▶ Exercise aim
Line for line, the listing below is to be transcribed exactly.
..........
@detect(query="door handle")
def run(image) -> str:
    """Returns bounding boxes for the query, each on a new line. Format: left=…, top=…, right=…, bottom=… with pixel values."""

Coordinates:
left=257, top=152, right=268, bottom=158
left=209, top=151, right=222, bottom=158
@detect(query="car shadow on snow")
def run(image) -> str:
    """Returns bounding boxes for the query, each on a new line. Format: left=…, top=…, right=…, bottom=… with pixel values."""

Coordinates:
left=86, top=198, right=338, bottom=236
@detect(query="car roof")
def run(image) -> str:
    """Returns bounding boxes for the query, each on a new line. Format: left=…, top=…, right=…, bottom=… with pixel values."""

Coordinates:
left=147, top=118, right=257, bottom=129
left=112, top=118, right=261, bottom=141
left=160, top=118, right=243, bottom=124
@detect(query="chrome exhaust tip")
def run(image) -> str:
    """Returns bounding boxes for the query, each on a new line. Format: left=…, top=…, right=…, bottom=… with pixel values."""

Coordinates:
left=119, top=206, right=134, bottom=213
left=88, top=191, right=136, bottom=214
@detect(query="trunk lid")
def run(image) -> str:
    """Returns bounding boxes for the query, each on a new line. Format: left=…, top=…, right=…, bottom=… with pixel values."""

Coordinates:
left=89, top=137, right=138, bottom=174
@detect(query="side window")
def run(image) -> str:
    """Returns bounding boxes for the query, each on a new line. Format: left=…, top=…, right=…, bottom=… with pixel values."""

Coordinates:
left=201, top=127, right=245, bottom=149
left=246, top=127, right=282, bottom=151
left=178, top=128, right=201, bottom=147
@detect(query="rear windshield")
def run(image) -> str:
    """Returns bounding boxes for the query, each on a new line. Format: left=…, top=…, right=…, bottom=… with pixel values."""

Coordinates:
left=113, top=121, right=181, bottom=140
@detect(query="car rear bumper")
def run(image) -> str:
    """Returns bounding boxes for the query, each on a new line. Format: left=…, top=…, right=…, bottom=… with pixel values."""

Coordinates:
..........
▶ Solution for this problem
@detect(query="door handle")
def run(image) -> str:
    """Returns bounding boxes for the query, each on a new line. Format: left=…, top=…, right=…, bottom=… with pixel values."""

Coordinates:
left=257, top=152, right=268, bottom=158
left=209, top=151, right=222, bottom=158
@detect(query="car shadow on snow")
def run(image) -> str:
    """Returns bounding boxes for the query, each on a new line. Format: left=…, top=…, right=…, bottom=… with pixel values."""

Coordinates:
left=86, top=198, right=338, bottom=236
@detect(query="car roof")
def run(image) -> str:
    """Returns bounding boxes for the query, each on a new line. Format: left=…, top=…, right=…, bottom=… with pixel values."""

Coordinates:
left=147, top=118, right=257, bottom=129
left=112, top=118, right=261, bottom=141
left=160, top=118, right=243, bottom=124
@detect(query="chrome exhaust tip")
def run(image) -> str:
    """Returns bounding boxes for the query, each on a new line. Format: left=…, top=…, right=…, bottom=… with pixel values."""

Coordinates:
left=119, top=206, right=134, bottom=213
left=88, top=191, right=136, bottom=214
@detect(query="trunk lid")
def run(image) -> str:
    """Returns bounding boxes for the query, each on a new line. Format: left=…, top=…, right=…, bottom=… with pixel values."""

Coordinates:
left=89, top=137, right=138, bottom=174
@detect(query="side window")
def run(image) -> str:
    """Returns bounding boxes for the query, each on a new line. Format: left=…, top=…, right=…, bottom=… with pixel values."""

Coordinates:
left=201, top=127, right=245, bottom=149
left=246, top=127, right=282, bottom=151
left=178, top=128, right=201, bottom=147
@detect(query="rear windshield")
def run(image) -> str:
    """Returns bounding boxes for the query, each on a new line. Format: left=…, top=…, right=…, bottom=… with pixel values."""

Coordinates:
left=113, top=121, right=181, bottom=140
@detect(query="car rear bumper")
def run(image) -> str:
    """Returns bounding boxes for the query, each on a new line. Format: left=…, top=…, right=…, bottom=… with pixel values."""

Coordinates:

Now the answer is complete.